GIVEN PASSAGE:

Neuroscientist Hans Straka of Ludwig Maximilian University of Munich (LMU) and his group are interested in oxygen consumption in the brain and use a well-established technique in which they remove the head of a tadpole and keep it alive and functional for a couple of days in a liquid environment that supplies both oxygen and nutrients. Over lunch, Straka and LMU plant biologist Jörg Nickelsen got to talking about how they might work together on a project. Their solution: investigate whether it would be possible to have photosynthetic microorganisms supply the brain with oxygen.

Nickelsen’s then-postdoc Myra Chávez Rosas, who is now at the University of Bern in Switzerland, grew green algae (Chlamydomonas reinhardtii) and cyanobacteria (Synechocystis sp. PCC6803), which both produce oxygen upon illumination. Graduate student Suzan Özugur, who has since graduated from Straka’s lab, then injected a slurry of either algae or cyanobacteria into the hearts of tadpoles just after their forelimbs emerged. Their hearts pumped the microbes throughout the animals’ vessels, including into the vasculature of the brain.

Can we get away from breathing as a way to keep our brains going?

—Ryan Kerney, Gettysburg College

The team found that upon illumination, oxygen concentration in the ventricles of injected animals went up. Untreated animals or those that received strains of algae or cyanobacteria that were mutated to not produce oxygen did not have an increase in oxygen concentration. When the researchers depleted oxygen from the water the animals swam in, neuronal activity, as measured by electrical recordings of representative nerves, stopped. But they were able to restart activity in the brain by shining light on animals who’d received injections of microorganisms. When they turned off the light, neuronal activity ceased again.

PROBLEM DESCRIPTION: Continue the article on supplying tadpole brains with oxygen from photosynthetic microbes, starting after its final sentence.

DATASET CONTENT:
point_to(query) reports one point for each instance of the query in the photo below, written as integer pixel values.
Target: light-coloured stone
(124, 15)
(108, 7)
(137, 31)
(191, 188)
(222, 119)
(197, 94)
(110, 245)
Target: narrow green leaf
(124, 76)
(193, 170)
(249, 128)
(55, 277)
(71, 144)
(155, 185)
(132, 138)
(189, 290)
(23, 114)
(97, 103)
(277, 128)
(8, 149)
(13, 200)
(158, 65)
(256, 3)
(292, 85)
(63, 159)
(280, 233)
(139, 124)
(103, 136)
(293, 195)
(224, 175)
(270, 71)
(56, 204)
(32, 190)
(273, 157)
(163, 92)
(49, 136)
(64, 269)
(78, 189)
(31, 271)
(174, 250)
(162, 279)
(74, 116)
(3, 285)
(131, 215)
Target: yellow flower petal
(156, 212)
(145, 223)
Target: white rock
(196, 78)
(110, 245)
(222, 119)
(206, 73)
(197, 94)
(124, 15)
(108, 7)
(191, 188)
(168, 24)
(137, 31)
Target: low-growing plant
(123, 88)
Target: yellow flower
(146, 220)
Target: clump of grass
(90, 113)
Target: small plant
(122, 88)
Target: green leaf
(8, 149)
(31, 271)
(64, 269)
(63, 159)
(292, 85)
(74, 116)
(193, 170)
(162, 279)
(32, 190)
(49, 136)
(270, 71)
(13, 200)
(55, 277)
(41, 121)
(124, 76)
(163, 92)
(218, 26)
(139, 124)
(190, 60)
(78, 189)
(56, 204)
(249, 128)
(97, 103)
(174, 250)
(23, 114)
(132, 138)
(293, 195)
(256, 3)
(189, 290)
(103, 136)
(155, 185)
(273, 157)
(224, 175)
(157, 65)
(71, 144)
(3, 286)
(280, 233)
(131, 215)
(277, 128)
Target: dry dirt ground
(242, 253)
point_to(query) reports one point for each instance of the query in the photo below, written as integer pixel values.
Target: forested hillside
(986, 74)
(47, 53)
---
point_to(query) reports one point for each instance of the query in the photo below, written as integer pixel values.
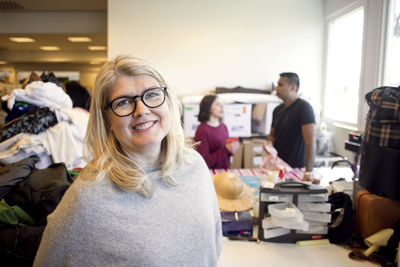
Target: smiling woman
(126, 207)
==
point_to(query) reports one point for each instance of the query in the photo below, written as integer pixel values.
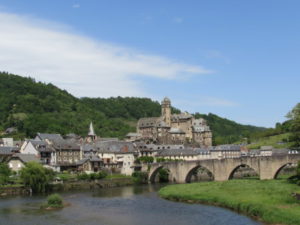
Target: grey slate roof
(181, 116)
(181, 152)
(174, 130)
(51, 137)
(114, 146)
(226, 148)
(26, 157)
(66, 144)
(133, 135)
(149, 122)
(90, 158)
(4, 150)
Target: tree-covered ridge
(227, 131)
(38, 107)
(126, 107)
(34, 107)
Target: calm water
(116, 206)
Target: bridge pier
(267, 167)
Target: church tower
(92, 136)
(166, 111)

ANSWER SECTION:
Although the experiment was a success, Martinez notes it’s not clear whether the findings could be translated to treat conditions in which the brain is starved for oxygen. “The first issue is that Xenopus laevis tadpoles are transparent and light can easily pass through the skin to activate photosynthetic machinery to produce oxygen. Use in more complex animals would . . . be difficult, as light does not easily traverse the skin and may not reach the vasculature to activate the photosynthetic organisms,” she writes. Additionally, while low oxygen can be a problem, excess oxygen can also exacerbate brain injuries. “Thus, the inability of oxygen levels to be controlled properly through the use of these photosynthetic organisms would therefore be just as detrimental as the hypoxia itself.” Trying the technique in brain organoids and slices first would give more insight into its physiological effects, she adds.

Straka acknowledges that the research is still at the early stages and that taking the strategy to the clinic is “very far away.” In the near term, his team will focus on several questions, including the immunological effects of introducing the photosynthesizing microorganisms, and whether or not the sugars that the microbes produce can be used by the tadpoles’ brains.

“Over the last decade, there are quite a few projects where people have been trying to set up artificial symbiotic associations with algae, in order to augment in some way or manipulate vertebrate physiology, which is really radical,” says Ryan Kerney, a biologist who studies symbioses between algae and salamanders at Gettysburg College in Pennsylvania and did not participate in the new work. Approaches where microbes are artificially inserted into cells or into tissues to modify their function are largely unregulated and under-scrutinized in comparison to widely used genetic modification techniques such as CRISPR that target one gene, Kerney adds. The unknowns, as well as examples of pathogenic algae, make this strategy a bit risky, he notes. “But the potential implications are also just fascinating to speculate about: Can we get away from breathing as a way to keep our brains going?”